▶ **To do**: Return each line of the items below that contains the word "every".
──────────────────────────────
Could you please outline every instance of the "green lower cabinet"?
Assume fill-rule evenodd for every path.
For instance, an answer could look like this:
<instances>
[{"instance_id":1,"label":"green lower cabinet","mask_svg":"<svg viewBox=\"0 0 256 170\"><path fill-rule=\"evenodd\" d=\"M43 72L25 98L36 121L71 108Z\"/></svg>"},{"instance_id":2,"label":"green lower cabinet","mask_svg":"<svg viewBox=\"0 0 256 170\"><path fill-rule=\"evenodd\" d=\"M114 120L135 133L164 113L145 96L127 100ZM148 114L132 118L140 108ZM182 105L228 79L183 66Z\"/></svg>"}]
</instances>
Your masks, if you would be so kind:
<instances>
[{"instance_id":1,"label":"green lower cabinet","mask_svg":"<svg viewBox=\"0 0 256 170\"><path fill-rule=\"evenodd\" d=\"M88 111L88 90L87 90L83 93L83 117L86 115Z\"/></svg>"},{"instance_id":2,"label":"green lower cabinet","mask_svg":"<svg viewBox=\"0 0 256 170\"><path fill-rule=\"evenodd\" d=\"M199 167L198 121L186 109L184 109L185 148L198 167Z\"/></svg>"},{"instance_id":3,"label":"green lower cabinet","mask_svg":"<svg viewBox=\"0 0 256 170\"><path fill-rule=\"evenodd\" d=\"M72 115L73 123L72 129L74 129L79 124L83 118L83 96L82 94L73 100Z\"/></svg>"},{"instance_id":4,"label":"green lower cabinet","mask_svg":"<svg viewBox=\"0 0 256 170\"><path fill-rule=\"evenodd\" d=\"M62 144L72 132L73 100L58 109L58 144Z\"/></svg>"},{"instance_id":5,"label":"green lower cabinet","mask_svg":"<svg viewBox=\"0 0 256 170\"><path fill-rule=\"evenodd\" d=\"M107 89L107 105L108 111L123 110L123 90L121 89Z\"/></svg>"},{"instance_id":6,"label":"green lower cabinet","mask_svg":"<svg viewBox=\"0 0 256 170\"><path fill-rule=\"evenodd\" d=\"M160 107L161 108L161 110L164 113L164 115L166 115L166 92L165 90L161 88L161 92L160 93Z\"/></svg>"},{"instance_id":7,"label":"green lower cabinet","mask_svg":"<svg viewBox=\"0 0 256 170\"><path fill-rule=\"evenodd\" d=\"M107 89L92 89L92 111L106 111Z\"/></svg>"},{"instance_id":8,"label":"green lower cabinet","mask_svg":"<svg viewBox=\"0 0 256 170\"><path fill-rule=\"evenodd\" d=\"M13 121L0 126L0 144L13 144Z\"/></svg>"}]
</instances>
──────────────────────────────
▶ **Answer to the task**:
Could you please outline every instance of the "green lower cabinet"?
Assume fill-rule evenodd for every path.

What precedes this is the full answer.